### Raw data
--------------------------------------------------

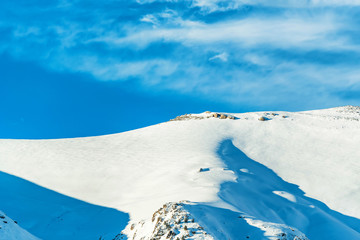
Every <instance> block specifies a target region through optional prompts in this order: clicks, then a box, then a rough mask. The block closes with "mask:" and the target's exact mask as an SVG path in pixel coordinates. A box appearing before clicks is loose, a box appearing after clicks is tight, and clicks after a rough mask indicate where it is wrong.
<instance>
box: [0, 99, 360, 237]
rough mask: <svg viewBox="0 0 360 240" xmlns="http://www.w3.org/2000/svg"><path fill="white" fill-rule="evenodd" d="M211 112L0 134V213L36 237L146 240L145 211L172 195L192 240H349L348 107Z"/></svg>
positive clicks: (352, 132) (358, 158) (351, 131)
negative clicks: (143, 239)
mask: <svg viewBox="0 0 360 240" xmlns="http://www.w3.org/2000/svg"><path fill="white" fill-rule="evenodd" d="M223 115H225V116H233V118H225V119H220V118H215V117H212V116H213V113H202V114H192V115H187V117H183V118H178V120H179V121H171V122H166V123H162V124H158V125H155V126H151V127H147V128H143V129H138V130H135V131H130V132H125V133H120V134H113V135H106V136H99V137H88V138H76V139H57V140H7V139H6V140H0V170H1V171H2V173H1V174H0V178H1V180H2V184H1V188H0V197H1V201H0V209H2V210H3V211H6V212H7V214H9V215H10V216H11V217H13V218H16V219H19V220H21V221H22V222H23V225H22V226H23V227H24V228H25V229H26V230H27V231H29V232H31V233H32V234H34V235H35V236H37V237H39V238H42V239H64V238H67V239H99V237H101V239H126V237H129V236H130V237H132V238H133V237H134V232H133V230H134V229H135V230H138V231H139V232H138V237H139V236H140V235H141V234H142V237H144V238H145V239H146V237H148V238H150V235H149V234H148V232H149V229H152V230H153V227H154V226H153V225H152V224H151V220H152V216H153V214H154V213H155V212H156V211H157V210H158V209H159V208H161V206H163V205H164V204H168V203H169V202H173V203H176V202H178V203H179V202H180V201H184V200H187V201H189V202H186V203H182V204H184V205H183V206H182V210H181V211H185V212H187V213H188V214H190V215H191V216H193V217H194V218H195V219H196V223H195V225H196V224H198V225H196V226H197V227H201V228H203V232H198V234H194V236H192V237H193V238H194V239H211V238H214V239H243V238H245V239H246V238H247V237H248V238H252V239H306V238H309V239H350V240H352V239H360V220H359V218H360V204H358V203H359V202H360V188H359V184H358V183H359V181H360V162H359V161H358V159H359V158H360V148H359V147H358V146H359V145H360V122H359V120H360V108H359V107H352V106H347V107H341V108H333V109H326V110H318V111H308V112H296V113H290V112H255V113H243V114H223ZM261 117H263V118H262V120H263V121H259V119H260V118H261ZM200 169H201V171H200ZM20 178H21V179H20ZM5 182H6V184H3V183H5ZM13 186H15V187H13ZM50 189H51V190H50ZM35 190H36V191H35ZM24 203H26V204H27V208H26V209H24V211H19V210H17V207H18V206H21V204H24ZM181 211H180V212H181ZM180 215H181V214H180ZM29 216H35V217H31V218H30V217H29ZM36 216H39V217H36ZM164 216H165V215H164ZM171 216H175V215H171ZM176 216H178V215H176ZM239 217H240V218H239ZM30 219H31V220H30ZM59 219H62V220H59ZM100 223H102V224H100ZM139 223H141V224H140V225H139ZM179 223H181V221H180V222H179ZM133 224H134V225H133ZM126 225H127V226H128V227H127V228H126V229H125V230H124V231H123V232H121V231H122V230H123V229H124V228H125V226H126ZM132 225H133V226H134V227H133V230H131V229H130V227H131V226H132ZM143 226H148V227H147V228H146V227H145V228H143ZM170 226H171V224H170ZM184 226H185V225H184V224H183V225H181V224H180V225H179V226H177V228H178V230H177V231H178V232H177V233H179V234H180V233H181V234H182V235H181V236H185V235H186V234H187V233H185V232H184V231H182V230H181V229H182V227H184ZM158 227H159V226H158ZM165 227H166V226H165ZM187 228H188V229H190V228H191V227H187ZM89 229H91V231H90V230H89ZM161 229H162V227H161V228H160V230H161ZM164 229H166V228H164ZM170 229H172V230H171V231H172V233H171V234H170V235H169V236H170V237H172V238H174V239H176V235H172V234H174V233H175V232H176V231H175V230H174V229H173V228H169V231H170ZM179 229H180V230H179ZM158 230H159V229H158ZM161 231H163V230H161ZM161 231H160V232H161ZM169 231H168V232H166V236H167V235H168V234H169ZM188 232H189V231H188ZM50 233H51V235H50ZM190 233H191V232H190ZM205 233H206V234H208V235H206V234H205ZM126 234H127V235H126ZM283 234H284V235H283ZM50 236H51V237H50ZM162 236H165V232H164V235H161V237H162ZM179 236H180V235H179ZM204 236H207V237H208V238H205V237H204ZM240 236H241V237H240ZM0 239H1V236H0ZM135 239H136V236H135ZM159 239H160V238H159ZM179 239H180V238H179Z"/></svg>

--------------------------------------------------

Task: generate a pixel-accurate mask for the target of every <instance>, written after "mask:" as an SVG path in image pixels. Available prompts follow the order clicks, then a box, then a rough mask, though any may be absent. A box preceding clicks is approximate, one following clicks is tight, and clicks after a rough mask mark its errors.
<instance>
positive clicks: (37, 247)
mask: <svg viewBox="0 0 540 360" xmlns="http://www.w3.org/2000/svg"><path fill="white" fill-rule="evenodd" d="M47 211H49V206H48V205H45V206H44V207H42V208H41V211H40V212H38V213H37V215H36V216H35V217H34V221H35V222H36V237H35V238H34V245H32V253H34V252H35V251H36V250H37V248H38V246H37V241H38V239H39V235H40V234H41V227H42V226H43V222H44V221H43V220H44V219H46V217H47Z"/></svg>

--------------------------------------------------

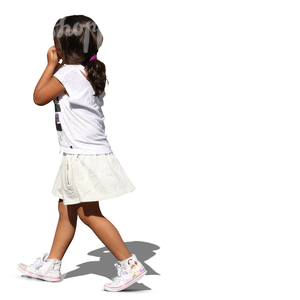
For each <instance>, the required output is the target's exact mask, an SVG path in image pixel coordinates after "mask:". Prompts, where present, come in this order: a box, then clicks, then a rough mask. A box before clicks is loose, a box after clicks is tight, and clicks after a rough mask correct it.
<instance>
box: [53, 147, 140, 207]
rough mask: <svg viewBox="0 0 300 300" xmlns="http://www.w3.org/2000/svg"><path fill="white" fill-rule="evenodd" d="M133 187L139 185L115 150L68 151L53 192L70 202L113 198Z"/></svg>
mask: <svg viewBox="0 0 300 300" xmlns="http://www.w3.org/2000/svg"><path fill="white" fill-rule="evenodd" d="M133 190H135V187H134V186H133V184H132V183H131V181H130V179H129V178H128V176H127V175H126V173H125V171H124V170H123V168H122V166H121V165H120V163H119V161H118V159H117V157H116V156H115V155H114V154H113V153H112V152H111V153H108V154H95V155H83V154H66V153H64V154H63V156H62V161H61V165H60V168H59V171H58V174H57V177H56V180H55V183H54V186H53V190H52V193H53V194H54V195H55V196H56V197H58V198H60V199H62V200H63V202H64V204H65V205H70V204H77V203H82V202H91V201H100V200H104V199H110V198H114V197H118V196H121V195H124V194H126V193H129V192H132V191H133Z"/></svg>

--------------------------------------------------

### Exercise
Write down again, exactly as given, only the lines above that fall from the line with "Every <instance> block" to the line with "box: [0, 99, 360, 237]", inclusive.

### Your solution
Every <instance> block specifies a target region through optional prompts in this order: clicks, then a box, then a rough mask. The block closes with "mask:" and the target's exact mask as an SVG path in pixel coordinates. A box appearing before clicks is loose, a box appearing after clicks is tight, and clicks after a rough mask indicate where it is wrong.
<instance>
box: [0, 99, 360, 237]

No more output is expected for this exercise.